-- begin --

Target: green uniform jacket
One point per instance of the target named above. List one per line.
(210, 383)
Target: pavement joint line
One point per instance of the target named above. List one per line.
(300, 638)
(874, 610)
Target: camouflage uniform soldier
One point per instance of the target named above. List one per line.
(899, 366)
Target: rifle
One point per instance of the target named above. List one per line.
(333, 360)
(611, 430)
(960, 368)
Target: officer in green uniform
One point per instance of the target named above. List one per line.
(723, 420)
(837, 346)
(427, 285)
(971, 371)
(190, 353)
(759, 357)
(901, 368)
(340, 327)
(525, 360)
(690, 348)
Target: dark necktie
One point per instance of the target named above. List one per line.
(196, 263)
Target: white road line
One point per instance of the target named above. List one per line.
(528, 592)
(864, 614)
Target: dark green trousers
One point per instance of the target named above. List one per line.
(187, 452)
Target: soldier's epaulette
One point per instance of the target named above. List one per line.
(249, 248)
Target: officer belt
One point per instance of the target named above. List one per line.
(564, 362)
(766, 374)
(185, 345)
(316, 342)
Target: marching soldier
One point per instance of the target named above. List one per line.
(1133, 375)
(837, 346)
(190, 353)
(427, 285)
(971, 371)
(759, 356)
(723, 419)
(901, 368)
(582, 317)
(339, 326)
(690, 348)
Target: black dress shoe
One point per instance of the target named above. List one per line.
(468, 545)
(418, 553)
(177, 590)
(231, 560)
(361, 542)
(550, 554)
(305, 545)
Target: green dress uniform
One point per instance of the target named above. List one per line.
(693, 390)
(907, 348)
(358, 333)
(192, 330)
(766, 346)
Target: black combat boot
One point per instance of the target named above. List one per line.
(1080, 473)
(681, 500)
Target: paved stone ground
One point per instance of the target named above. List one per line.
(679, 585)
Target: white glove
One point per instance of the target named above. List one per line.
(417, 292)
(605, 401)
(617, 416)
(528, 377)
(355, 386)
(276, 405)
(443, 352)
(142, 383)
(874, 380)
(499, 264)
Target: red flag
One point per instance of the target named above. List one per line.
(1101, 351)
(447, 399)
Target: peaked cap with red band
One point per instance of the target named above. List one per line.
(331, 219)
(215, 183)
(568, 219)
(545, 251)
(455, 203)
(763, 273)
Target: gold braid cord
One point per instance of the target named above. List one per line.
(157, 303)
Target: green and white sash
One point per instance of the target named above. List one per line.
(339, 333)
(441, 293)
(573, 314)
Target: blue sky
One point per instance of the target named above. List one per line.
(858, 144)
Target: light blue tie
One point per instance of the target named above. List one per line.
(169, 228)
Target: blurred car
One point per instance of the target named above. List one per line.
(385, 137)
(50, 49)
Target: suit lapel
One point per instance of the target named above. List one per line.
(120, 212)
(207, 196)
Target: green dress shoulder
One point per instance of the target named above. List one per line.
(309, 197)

-- end --

▶ _Direction_: Print all of the rows above again, word for word, without changing anything.

▶ _Written answer_:
Target: green uniform jacket
One point per instance of the target named above. List one per line.
(210, 383)
Target: pavement joint line
One point per instance of the target named above. List one per line.
(300, 638)
(874, 610)
Target: camouflage uniform soldier
One point per instance of the target named above. List one per line.
(899, 366)
Target: rifle
One point per instance of the target named above. List one per line.
(333, 360)
(611, 430)
(960, 368)
Target: officer in green uniform
One point per instance of the target named above. List one per line.
(723, 420)
(837, 346)
(427, 285)
(971, 371)
(190, 353)
(759, 357)
(901, 368)
(340, 327)
(525, 360)
(690, 348)
Target: dark necktie
One point per instance of the target named above. List one per line.
(196, 263)
Target: white road line
One point per instance of the target named above. List one per line.
(528, 592)
(864, 614)
Target: dark green trousers
One point per instance of the target named above. List one per line.
(187, 452)
Target: soldier's epaulette
One point per instance of the target named above. List one per line.
(249, 248)
Target: officer belt
One point per instance of the target named above. List one per line.
(564, 362)
(766, 374)
(185, 345)
(316, 342)
Target: marching soldier
One point per instance of the target named above. List one per line.
(1133, 375)
(837, 346)
(190, 353)
(427, 285)
(971, 371)
(759, 356)
(723, 419)
(901, 368)
(582, 317)
(339, 326)
(690, 348)
Target: black dress shoe
One point per instance of the target named above. List one per line.
(468, 545)
(418, 553)
(177, 590)
(231, 560)
(361, 542)
(550, 554)
(305, 545)
Target: green dress uniform
One point per instance of the target named above. List one per line.
(693, 390)
(907, 348)
(358, 333)
(192, 330)
(766, 346)
Target: black combat boot
One point per instance of the target named above. List one per line.
(1080, 473)
(681, 500)
Target: paved stone ground
One point per instance of the target named above. List one per line.
(679, 585)
Target: white glove
One point per instance of the target named above. List one per line.
(417, 292)
(605, 401)
(617, 416)
(528, 377)
(355, 386)
(276, 405)
(443, 352)
(142, 383)
(874, 380)
(499, 264)
Target: red flag
One point per instance of the target named above. List one per line.
(1101, 351)
(447, 399)
Target: peaked cap with red band
One point per instance of the target named above. List one per line.
(331, 219)
(215, 183)
(568, 219)
(545, 251)
(455, 203)
(763, 273)
Target: gold braid cord
One point per instance of the target named above. List one per line.
(157, 303)
Target: green and white sash
One point per instance of the target named above. List one per line.
(339, 333)
(441, 293)
(573, 314)
Target: blue sky
One point per instance of the target named above. List one per line.
(858, 144)
Target: light blue tie
One point per instance of the target named above. List one per line.
(169, 228)
Target: blurred car
One point per instance of the target named above. List one per line.
(385, 137)
(50, 49)
Target: suit lapel
One point per instance of the target named above. List one per line.
(120, 212)
(207, 196)
Target: green dress shoulder
One point per instance of the target named above. List one per line.
(309, 197)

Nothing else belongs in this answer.